Data supplied »
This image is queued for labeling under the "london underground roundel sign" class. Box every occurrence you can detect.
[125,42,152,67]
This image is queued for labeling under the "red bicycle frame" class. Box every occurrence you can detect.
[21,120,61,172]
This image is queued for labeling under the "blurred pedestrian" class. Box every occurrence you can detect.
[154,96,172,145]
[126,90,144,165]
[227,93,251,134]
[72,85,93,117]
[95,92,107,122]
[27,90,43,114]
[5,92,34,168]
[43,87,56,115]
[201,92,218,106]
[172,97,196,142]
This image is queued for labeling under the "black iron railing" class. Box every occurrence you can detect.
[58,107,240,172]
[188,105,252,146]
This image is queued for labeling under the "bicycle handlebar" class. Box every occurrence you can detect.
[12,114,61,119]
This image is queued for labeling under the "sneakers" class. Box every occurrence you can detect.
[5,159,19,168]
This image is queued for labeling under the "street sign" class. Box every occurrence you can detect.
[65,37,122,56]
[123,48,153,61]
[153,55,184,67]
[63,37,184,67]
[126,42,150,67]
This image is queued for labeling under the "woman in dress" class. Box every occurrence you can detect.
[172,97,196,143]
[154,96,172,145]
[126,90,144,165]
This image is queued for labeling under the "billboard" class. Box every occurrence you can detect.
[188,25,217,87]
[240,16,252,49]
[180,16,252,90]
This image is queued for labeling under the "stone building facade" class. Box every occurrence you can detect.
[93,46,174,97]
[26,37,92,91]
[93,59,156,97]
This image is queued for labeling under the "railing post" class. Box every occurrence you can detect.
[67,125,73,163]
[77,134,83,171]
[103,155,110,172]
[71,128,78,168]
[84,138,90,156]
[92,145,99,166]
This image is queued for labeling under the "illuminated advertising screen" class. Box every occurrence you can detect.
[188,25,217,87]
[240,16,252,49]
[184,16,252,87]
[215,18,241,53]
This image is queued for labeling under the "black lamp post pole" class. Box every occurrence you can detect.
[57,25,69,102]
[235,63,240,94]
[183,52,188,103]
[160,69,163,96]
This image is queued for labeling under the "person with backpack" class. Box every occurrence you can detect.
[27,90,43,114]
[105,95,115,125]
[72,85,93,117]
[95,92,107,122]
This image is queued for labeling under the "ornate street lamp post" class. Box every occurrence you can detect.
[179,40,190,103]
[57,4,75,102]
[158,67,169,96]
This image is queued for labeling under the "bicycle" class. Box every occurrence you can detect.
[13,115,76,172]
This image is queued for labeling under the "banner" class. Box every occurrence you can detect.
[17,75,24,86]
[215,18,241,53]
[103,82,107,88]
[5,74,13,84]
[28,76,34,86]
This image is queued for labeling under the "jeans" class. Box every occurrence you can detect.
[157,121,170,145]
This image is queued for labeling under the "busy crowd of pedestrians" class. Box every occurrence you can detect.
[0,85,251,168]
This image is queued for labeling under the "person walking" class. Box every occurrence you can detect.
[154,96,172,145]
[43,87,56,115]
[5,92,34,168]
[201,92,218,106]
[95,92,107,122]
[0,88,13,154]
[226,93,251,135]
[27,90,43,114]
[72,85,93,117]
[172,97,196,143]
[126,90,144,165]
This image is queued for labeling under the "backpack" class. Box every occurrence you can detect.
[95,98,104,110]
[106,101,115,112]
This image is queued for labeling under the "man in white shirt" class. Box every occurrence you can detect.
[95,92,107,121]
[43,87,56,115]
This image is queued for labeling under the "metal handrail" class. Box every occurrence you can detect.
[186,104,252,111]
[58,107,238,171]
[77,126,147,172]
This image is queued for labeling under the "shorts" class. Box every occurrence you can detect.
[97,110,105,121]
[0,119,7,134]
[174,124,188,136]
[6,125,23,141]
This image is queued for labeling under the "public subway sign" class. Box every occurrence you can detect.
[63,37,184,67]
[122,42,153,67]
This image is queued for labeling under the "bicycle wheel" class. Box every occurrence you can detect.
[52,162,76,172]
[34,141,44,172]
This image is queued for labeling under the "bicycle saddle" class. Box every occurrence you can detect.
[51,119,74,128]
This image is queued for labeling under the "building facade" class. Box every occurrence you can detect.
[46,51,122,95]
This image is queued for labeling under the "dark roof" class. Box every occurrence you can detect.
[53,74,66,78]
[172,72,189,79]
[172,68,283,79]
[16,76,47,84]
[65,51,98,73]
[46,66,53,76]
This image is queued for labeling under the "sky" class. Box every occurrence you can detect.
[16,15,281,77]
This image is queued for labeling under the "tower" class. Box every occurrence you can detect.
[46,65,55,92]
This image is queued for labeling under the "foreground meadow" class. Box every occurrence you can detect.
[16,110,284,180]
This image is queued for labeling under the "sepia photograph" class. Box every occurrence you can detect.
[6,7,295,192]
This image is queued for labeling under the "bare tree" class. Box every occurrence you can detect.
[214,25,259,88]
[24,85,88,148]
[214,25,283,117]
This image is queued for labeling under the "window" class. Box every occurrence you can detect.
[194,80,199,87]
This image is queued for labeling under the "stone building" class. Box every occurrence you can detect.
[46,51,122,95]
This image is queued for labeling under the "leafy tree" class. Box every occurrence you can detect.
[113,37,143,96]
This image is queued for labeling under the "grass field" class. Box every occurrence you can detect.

Your task »
Please copy all of the rows above word for word, without adding, dropping, or changing anything.

Solved exercise »
This image is queued for labeling under the "london underground roundel sign" class. Box every occurrence you can detect.
[125,42,152,67]
This image is queued for labeling under the "red bicycle frame" class. Box every occurrence you can detect.
[21,120,61,172]
This image is queued for labeling under the "blurred pedestrian" class. Box every occurrence you can detect.
[154,96,172,145]
[126,90,144,165]
[227,93,251,134]
[72,85,93,117]
[95,92,107,122]
[27,90,43,114]
[5,92,34,168]
[43,87,56,115]
[201,92,218,106]
[172,97,196,142]
This image is queued for labeling under the "black iron railing" class. Box every occurrence you can detect.
[58,107,240,172]
[188,105,252,146]
This image is queued for labeling under the "bicycle handlebar" class. Box every occurrence you can detect.
[12,114,61,119]
This image is queued for labeling under the "sneakers" class. Box every occurrence you can detect.
[5,159,19,168]
This image is queued for labeling under the "street sign" class. Box every occurrence you can detect.
[65,37,122,56]
[123,48,153,61]
[153,55,184,67]
[63,37,184,67]
[126,42,150,67]
This image is queued for labeling under the "woman in dress" class. Box every occurrence you can detect.
[172,97,196,143]
[154,96,172,145]
[126,90,144,165]
This image is queued for labeling under the "billboard" class. Box every occurrence you can detect.
[188,25,217,87]
[240,16,252,49]
[180,16,252,90]
This image is queued for labeling under the "stone building facade" class. Box every occurrence you can detect.
[93,46,174,97]
[26,37,92,91]
[93,59,156,97]
This image is queued for labeling under the "railing post" class. Box every occurrence you can detect.
[67,125,73,163]
[77,134,83,171]
[103,155,110,172]
[71,128,78,168]
[84,138,90,156]
[92,145,99,166]
This image is queued for labeling under the "illuminated advertising screen" class. Box every occurrence you can detect.
[188,25,217,87]
[240,16,252,49]
[184,16,252,87]
[215,18,241,53]
This image is queued for labeling under the "black lamp post pole" class. Box every occurrence you can detect.
[57,25,69,102]
[235,63,240,94]
[183,52,188,103]
[160,69,163,96]
This image is queued for labeling under the "person with backpack" class. Box every occurrence you can detect.
[27,90,43,114]
[105,95,115,125]
[72,85,93,117]
[95,92,107,122]
This image is queued for labeling under the "ornate street lamp post" class. Box every occurrence you can detect.
[179,40,190,103]
[57,4,75,102]
[158,67,169,96]
This image is queued for labeling under the "bicycle" class. Box every occurrence you can detect.
[13,115,76,172]
This image is queued for labeling under the "banner" class. Box every occurrence you can detect.
[17,75,24,86]
[215,18,241,53]
[103,82,107,88]
[5,74,13,84]
[28,76,34,86]
This image is queued for labeling under the "jeans" class. Box every occurrence you can detect.
[157,121,170,145]
This image is queued for labeling under the "busy crowd of pedestrians" class. Box every occurrence you can detect.
[0,85,251,168]
This image is queued for labeling under the "person walking" class. Box every occurrence you can detect.
[154,96,172,145]
[43,87,56,115]
[5,92,34,168]
[201,92,218,106]
[95,92,107,122]
[0,88,13,154]
[226,93,251,135]
[27,90,43,114]
[72,85,93,117]
[172,97,196,143]
[126,90,144,165]
This image is queued for labeling under the "backpack" class. Box every occurrence you can detect.
[95,98,104,110]
[106,101,115,112]
This image is queued for labeling under the "man in white shirt" class. Box every occurrence you can detect.
[95,92,107,121]
[43,87,56,115]
This image is queued for labeling under the "metal handrail" class. Box every occurrence you can detect.
[186,104,252,111]
[58,107,238,171]
[77,126,147,172]
This image is queued for labeling under the "shorts" class. Box every occurrence you can detect.
[97,110,105,121]
[0,119,7,134]
[174,124,188,136]
[6,125,23,141]
This image is queued for labeling under the "public subway sign" class. Box every occurrence you can detect.
[63,37,184,67]
[122,42,153,67]
This image is queued for labeling under the "bicycle wheel" class. Box every occurrence you can detect.
[52,162,76,172]
[34,141,44,172]
This image is queued for labeling under the "bicycle saddle" class. Box every occurrence you can detect.
[51,119,74,128]
This image is queued for labeling under the "building facade" class. Box every occurrence you can detect.
[46,51,122,95]
This image is queued for labeling under the "dark roof" class. Box every occurrence you can detect.
[53,74,66,78]
[172,72,189,79]
[172,68,283,79]
[16,76,47,84]
[65,51,98,73]
[46,66,53,76]
This image is queued for labeling under the "sky" class. Box every occurrence you can detect.
[16,15,281,77]
This image is queued for labeling under the "tower" class. Box every occurrence you can detect.
[46,65,55,92]
This image is queued for labeling under the "foreground meadow" class. Box every occurrence you can detect.
[16,110,284,180]
This image is queued for labeling under the "sepia photograph" class. Box every occurrence you can detect.
[6,7,295,192]
This image is queued for labeling under the "bare tree" class. Box every occurrence you can detect.
[214,25,259,88]
[24,85,88,148]
[214,25,283,117]
This image is queued for labeling under the "window" class. Box every occurrence you can detect.
[194,80,199,87]
This image is queued for labeling under the "stone building" class. Box every occurrence you can detect.
[46,51,122,95]
This image is queued for labeling under the "leafy tree" class. Box every occurrence you can detect.
[113,37,143,96]
This image is queued for labeling under the "grass field" class. Box every occurrence you can detect.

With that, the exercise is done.